Record extracts:
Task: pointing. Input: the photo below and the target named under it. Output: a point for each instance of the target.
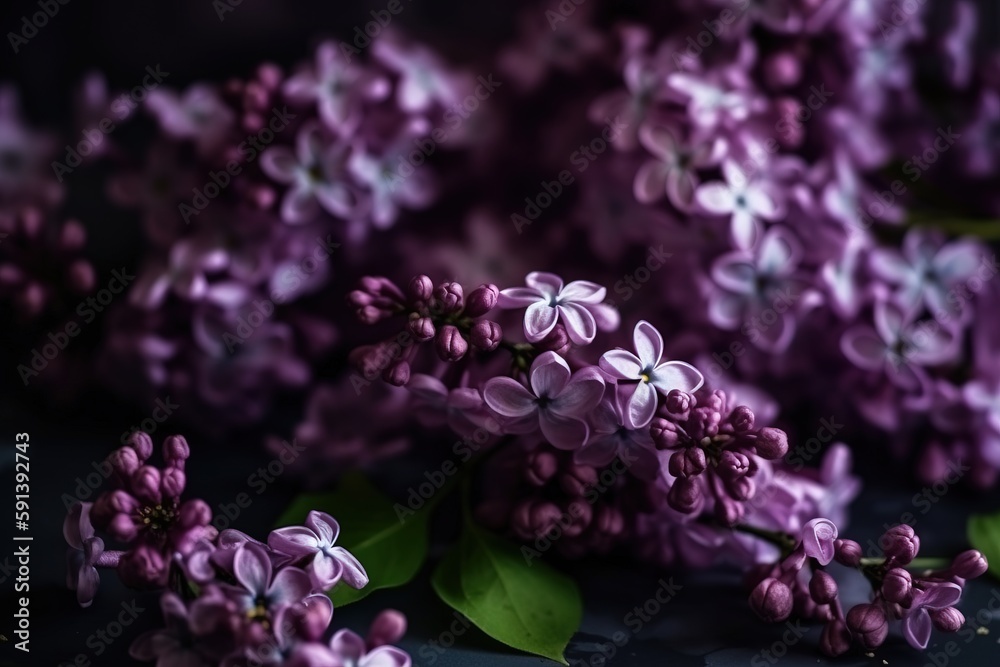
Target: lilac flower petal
(354, 573)
(648, 344)
(621, 364)
(680, 375)
(519, 297)
(563, 432)
(252, 568)
(549, 375)
(539, 320)
(641, 406)
(508, 397)
(580, 324)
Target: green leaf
(392, 549)
(530, 607)
(984, 534)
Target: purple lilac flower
(579, 305)
(556, 401)
(652, 374)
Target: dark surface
(706, 623)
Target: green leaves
(984, 534)
(533, 608)
(391, 547)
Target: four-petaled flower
(579, 306)
(652, 374)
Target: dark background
(707, 624)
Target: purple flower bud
(900, 543)
(176, 451)
(449, 297)
(422, 329)
(688, 462)
(450, 344)
(482, 300)
(969, 564)
(143, 567)
(542, 465)
(896, 585)
(948, 619)
(772, 443)
(387, 628)
(771, 600)
(557, 340)
(398, 374)
(684, 495)
(124, 461)
(486, 335)
(732, 465)
(142, 444)
(679, 404)
(664, 433)
(869, 625)
(847, 552)
(421, 288)
(742, 419)
(146, 484)
(835, 639)
(822, 587)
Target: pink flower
(557, 399)
(653, 375)
(579, 306)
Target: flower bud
(387, 628)
(449, 297)
(482, 300)
(869, 625)
(896, 585)
(421, 288)
(900, 543)
(835, 639)
(847, 552)
(679, 404)
(822, 588)
(142, 444)
(422, 329)
(176, 451)
(688, 462)
(772, 443)
(450, 344)
(486, 335)
(146, 484)
(172, 482)
(969, 564)
(684, 495)
(771, 600)
(664, 433)
(948, 619)
(742, 419)
(398, 374)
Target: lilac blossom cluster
(228, 598)
(800, 584)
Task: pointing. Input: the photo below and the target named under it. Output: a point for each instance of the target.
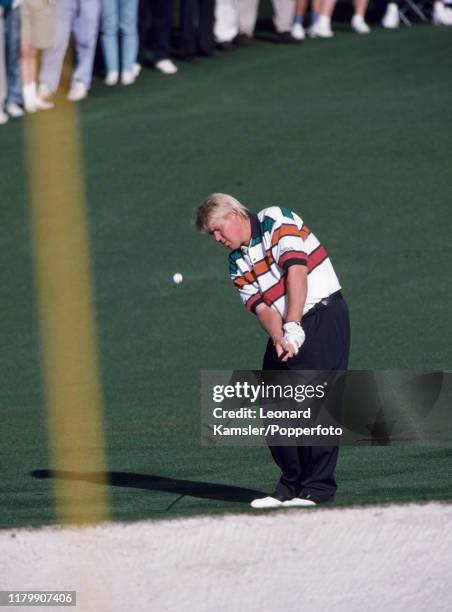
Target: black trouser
(197, 21)
(155, 21)
(310, 469)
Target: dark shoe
(287, 38)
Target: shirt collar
(255, 227)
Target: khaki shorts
(38, 23)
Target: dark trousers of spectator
(310, 469)
(197, 22)
(154, 24)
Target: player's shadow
(205, 490)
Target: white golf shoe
(298, 32)
(299, 502)
(321, 28)
(14, 110)
(441, 15)
(112, 78)
(77, 92)
(391, 19)
(166, 66)
(266, 503)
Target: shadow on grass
(205, 490)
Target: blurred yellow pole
(66, 312)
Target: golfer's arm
(297, 288)
(270, 320)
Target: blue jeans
(120, 16)
(12, 43)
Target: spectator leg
(128, 24)
(12, 36)
(162, 16)
(2, 63)
(52, 58)
(206, 22)
(86, 30)
(247, 10)
(109, 35)
(226, 21)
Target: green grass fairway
(353, 133)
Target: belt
(337, 295)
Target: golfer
(285, 277)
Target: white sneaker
(14, 110)
(321, 28)
(262, 503)
(441, 15)
(298, 502)
(127, 77)
(166, 67)
(43, 91)
(112, 78)
(77, 92)
(391, 19)
(298, 32)
(359, 25)
(42, 104)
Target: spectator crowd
(35, 34)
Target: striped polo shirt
(280, 239)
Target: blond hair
(215, 206)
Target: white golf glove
(294, 333)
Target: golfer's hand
(294, 335)
(284, 349)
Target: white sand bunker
(374, 558)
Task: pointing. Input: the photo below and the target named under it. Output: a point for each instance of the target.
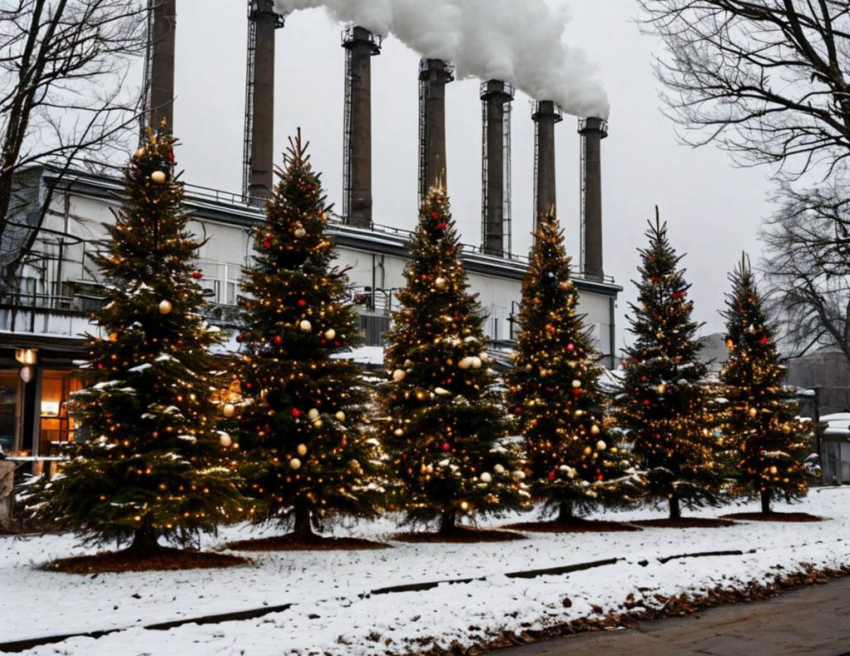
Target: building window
(56, 427)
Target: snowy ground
(331, 617)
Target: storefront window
(8, 409)
(56, 426)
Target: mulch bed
(128, 560)
(298, 543)
(461, 535)
(776, 517)
(684, 522)
(575, 526)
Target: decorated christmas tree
(662, 403)
(306, 455)
(574, 462)
(154, 464)
(445, 422)
(770, 443)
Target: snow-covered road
(330, 617)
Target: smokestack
(592, 131)
(258, 176)
(434, 75)
(360, 45)
(496, 97)
(546, 114)
(162, 29)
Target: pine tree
(307, 457)
(771, 444)
(575, 464)
(444, 423)
(153, 466)
(662, 403)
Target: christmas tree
(662, 404)
(307, 457)
(573, 460)
(153, 465)
(771, 444)
(445, 423)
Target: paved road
(814, 622)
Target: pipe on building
(162, 48)
(434, 75)
(546, 115)
(593, 131)
(362, 45)
(497, 97)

Exercise goal: Output the data exactly. Pictures don't belong in the result.

Solution to the exercise:
Task: pointing. Input: the photo below and the target named under it. Output: a point for each instance of the target.
Target: lilac flower petal
(354, 573)
(648, 344)
(621, 364)
(680, 375)
(519, 297)
(563, 432)
(252, 568)
(549, 375)
(539, 320)
(641, 406)
(508, 397)
(580, 324)
Target: green leaf
(392, 549)
(530, 607)
(984, 534)
Target: purple lilac flower
(579, 305)
(556, 401)
(652, 374)
Target: dark surface
(706, 623)
Target: green leaves
(984, 534)
(533, 608)
(391, 547)
Target: four-petaled flower
(579, 306)
(652, 374)
Target: dark background
(707, 624)
Target: purple flower bud
(900, 543)
(176, 451)
(449, 297)
(422, 329)
(688, 462)
(450, 344)
(482, 300)
(969, 564)
(143, 567)
(542, 465)
(896, 585)
(948, 619)
(772, 443)
(387, 628)
(771, 600)
(557, 340)
(398, 374)
(684, 495)
(124, 461)
(486, 335)
(732, 465)
(142, 444)
(679, 404)
(664, 433)
(869, 625)
(847, 552)
(421, 288)
(742, 419)
(146, 484)
(835, 639)
(822, 587)
Target: pink flower
(557, 399)
(653, 375)
(579, 306)
Target: flower bud
(387, 628)
(449, 297)
(482, 300)
(869, 625)
(896, 585)
(421, 288)
(900, 543)
(835, 639)
(847, 552)
(679, 404)
(822, 588)
(142, 444)
(422, 329)
(176, 451)
(688, 462)
(772, 443)
(450, 344)
(486, 335)
(146, 484)
(172, 482)
(969, 564)
(684, 495)
(771, 600)
(664, 433)
(948, 619)
(742, 419)
(398, 374)
Target: lilac blossom cluster
(228, 598)
(800, 584)
Task: pointing. Input: the photo below and the target named under it. Output: a point for each instance of the target.
Target: black trouser
(197, 21)
(155, 21)
(310, 469)
Target: dark shoe
(287, 38)
Target: shirt collar
(255, 227)
Target: khaki shorts
(38, 23)
Target: dark trousers of spectator
(310, 469)
(197, 22)
(154, 24)
Target: player's shadow
(205, 490)
Target: white golf shoe
(298, 32)
(299, 502)
(321, 28)
(14, 110)
(441, 15)
(112, 78)
(77, 92)
(391, 19)
(166, 66)
(266, 503)
Target: shadow on grass
(205, 490)
Target: blurred yellow pole
(66, 312)
Target: golfer's arm
(297, 288)
(270, 320)
Target: blue jeans
(120, 16)
(12, 43)
Target: spectator leg
(128, 24)
(12, 36)
(162, 16)
(2, 63)
(52, 58)
(206, 22)
(86, 30)
(247, 10)
(109, 35)
(226, 21)
Target: green grass fairway
(353, 133)
Target: belt
(337, 295)
Target: golfer
(285, 277)
Target: white sneaker
(14, 110)
(321, 28)
(262, 503)
(441, 15)
(298, 502)
(127, 77)
(166, 67)
(43, 91)
(112, 78)
(77, 92)
(391, 19)
(298, 32)
(359, 25)
(42, 104)
Target: spectator crowd
(35, 34)
Target: striped polo shirt
(280, 239)
Target: blond hair
(215, 206)
Target: white golf glove
(294, 333)
Target: golfer's hand
(294, 335)
(284, 349)
Target: white sand bunker
(374, 558)
Task: pointing. Input: the photo below and the target named under it. Output: a point for each instance of the target.
Target: building window
(56, 427)
Target: snowy ground
(331, 617)
Target: storefront window
(8, 409)
(56, 426)
Target: mulch bed
(128, 560)
(298, 543)
(461, 535)
(776, 517)
(684, 522)
(575, 526)
Target: decorated christmas tree
(662, 403)
(306, 455)
(574, 462)
(154, 464)
(445, 422)
(770, 443)
Target: snow-covered road
(330, 617)
Target: smokestack
(592, 131)
(258, 176)
(434, 75)
(360, 45)
(496, 97)
(546, 114)
(162, 29)
Target: pine tree
(307, 457)
(771, 444)
(575, 464)
(444, 423)
(153, 466)
(662, 403)
Target: christmas tree
(662, 404)
(307, 457)
(573, 460)
(153, 465)
(771, 444)
(445, 423)
Target: paved road
(814, 622)
Target: pipe on building
(162, 48)
(434, 75)
(546, 115)
(593, 131)
(362, 45)
(497, 97)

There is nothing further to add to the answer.